== How to complete this task ==
Below are the records; copy out every line that holds the word "instance".

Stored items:
--

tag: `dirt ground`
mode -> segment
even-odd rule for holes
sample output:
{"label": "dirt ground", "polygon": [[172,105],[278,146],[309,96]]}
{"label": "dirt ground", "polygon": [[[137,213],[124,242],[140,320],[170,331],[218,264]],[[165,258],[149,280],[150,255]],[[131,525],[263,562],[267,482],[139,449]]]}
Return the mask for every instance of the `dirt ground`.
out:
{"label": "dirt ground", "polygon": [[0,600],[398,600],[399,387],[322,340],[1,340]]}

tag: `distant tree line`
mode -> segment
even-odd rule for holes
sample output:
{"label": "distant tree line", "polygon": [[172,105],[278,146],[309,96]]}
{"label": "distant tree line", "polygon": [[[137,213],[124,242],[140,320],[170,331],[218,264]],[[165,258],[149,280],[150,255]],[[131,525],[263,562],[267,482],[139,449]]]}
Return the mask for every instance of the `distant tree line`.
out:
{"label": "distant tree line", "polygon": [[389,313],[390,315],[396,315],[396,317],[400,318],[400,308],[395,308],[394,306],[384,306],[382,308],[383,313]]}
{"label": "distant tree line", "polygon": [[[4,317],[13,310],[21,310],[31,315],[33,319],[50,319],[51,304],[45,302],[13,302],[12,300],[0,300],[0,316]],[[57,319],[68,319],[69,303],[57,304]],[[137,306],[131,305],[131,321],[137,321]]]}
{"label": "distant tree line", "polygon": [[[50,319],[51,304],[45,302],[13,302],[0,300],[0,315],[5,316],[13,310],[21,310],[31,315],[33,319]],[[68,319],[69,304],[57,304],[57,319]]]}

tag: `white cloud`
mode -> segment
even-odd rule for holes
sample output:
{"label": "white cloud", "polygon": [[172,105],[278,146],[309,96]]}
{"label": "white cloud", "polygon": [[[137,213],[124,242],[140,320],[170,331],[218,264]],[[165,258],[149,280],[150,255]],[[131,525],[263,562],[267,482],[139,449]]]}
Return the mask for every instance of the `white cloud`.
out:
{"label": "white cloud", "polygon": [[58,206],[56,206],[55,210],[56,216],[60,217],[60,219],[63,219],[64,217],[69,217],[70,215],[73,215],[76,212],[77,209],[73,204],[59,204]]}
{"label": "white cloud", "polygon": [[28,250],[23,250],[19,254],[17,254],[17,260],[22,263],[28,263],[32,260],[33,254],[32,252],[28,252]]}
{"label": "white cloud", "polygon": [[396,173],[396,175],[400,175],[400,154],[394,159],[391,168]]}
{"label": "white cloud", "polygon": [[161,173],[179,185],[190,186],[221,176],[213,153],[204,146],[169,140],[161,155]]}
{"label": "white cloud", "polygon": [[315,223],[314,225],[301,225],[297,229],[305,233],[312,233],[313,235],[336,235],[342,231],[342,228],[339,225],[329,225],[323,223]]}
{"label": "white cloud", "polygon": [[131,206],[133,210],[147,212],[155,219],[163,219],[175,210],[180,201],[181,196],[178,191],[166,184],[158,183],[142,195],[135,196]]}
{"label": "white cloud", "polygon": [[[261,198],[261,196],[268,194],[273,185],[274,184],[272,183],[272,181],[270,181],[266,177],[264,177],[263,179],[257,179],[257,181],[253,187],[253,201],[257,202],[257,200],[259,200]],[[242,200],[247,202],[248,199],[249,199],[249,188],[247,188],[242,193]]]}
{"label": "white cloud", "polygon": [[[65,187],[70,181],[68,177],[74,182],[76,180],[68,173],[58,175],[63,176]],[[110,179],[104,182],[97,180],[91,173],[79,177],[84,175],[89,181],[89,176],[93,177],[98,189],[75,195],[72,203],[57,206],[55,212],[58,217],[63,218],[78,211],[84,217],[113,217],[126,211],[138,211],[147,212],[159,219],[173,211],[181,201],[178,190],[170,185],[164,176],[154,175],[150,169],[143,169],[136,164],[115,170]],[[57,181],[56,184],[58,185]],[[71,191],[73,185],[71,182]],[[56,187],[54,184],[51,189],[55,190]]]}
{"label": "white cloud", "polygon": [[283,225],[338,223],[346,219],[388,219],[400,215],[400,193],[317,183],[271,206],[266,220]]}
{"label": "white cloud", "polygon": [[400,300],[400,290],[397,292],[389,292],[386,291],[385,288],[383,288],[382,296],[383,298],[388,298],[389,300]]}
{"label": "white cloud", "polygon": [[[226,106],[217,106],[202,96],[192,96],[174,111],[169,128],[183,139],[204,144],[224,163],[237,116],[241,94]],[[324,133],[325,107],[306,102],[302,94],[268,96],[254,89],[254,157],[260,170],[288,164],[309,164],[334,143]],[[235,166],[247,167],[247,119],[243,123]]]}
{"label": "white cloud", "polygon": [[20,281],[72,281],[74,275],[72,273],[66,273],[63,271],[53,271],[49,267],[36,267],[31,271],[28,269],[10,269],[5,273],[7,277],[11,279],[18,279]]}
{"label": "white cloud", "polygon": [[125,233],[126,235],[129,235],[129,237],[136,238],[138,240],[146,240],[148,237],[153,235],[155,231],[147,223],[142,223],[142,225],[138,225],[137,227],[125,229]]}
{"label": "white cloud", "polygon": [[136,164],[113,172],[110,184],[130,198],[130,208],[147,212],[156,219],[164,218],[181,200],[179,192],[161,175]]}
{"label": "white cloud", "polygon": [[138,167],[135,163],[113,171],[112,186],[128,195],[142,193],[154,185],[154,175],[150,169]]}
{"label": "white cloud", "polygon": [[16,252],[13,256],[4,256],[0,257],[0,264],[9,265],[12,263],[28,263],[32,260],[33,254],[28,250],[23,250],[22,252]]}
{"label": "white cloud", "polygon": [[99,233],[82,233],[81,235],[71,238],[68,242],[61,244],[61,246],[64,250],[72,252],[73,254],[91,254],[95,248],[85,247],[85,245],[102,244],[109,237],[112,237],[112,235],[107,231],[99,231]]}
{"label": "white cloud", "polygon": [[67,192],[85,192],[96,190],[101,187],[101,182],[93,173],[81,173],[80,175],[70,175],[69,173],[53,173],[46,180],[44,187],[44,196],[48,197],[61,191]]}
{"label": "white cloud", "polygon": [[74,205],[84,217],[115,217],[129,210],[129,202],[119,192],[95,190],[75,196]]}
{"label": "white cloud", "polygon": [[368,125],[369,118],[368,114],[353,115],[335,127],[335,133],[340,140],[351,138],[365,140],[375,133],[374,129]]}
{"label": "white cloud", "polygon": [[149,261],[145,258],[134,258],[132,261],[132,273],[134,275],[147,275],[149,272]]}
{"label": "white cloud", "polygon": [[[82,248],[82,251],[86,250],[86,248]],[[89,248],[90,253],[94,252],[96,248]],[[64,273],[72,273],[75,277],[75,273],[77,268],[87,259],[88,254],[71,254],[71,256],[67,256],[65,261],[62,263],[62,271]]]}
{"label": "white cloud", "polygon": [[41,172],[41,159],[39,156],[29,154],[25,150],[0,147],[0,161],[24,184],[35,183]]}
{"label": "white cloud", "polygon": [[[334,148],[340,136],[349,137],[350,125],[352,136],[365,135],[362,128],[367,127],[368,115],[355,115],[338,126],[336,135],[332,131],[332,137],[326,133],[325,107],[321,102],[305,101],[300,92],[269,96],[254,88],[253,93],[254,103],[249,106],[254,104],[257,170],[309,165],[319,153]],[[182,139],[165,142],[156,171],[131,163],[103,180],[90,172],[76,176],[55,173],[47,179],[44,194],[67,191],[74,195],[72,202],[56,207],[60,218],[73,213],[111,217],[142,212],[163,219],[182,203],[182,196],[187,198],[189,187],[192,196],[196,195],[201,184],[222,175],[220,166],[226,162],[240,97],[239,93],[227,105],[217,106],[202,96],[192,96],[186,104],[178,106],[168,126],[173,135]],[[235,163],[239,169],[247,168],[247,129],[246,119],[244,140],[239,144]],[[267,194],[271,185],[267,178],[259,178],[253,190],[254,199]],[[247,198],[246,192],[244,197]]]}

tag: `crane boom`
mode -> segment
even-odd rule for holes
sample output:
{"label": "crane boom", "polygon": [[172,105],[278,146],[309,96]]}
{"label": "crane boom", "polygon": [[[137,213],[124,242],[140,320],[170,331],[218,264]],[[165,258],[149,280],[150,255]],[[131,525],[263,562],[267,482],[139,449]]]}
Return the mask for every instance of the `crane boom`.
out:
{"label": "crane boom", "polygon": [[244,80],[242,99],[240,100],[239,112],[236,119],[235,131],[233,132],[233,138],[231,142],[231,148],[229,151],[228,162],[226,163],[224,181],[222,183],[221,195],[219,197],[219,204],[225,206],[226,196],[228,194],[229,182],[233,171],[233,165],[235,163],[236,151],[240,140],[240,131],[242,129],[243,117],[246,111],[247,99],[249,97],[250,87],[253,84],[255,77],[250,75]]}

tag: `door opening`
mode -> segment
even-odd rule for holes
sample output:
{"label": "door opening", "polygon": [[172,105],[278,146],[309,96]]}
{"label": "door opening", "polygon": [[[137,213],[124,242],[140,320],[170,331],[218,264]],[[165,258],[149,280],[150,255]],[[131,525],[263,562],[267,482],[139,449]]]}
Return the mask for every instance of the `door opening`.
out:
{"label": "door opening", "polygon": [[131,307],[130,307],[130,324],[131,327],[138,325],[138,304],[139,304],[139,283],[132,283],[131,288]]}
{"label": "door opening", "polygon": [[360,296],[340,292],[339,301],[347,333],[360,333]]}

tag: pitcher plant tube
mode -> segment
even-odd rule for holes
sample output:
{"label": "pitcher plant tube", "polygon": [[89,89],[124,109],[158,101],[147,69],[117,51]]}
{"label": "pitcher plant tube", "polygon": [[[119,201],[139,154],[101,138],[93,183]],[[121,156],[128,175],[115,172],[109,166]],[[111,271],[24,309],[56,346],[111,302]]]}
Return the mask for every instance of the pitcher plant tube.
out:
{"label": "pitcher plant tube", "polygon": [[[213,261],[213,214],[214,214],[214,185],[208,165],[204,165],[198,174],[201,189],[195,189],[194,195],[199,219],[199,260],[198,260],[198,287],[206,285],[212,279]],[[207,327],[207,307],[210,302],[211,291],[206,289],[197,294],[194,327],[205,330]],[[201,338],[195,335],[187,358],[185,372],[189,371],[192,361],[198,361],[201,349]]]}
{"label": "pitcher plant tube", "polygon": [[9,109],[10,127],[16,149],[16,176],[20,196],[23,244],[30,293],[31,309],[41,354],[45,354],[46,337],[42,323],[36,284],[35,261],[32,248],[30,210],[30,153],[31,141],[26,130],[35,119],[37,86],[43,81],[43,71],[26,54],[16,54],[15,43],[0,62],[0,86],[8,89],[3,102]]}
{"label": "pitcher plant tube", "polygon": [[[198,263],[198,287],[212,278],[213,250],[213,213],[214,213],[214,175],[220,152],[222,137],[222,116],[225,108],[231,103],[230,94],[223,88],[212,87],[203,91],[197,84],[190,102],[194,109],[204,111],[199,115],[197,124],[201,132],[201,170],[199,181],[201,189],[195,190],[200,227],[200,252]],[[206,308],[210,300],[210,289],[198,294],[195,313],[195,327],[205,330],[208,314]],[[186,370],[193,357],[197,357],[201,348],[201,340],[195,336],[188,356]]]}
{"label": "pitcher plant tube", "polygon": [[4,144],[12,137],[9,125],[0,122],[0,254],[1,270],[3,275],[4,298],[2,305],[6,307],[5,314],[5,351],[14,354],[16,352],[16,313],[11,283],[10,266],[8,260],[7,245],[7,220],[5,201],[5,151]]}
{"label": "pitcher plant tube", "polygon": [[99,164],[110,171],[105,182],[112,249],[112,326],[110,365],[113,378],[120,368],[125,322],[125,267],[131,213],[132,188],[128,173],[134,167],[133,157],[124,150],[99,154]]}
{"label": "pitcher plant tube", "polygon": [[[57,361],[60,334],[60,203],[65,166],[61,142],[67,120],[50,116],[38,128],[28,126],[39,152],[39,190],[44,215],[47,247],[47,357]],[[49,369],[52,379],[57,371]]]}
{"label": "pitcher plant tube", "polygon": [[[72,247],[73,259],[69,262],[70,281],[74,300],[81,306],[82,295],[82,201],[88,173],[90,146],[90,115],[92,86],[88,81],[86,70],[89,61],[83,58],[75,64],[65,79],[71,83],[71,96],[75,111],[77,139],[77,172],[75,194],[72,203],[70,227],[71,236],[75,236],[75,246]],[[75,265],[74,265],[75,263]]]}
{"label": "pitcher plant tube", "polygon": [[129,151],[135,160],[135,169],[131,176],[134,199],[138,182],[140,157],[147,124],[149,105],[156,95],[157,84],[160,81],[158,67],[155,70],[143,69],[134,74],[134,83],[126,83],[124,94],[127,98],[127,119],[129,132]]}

--

== Expected output ==
Return the mask for every instance of the `dirt ground`.
Return the mask for every instance of the `distant tree line`.
Return the mask for every instance of the `white cloud`.
Return the mask for every instance of the `crane boom`.
Return the mask for every instance of the `door opening`.
Return the mask for every instance of the pitcher plant tube.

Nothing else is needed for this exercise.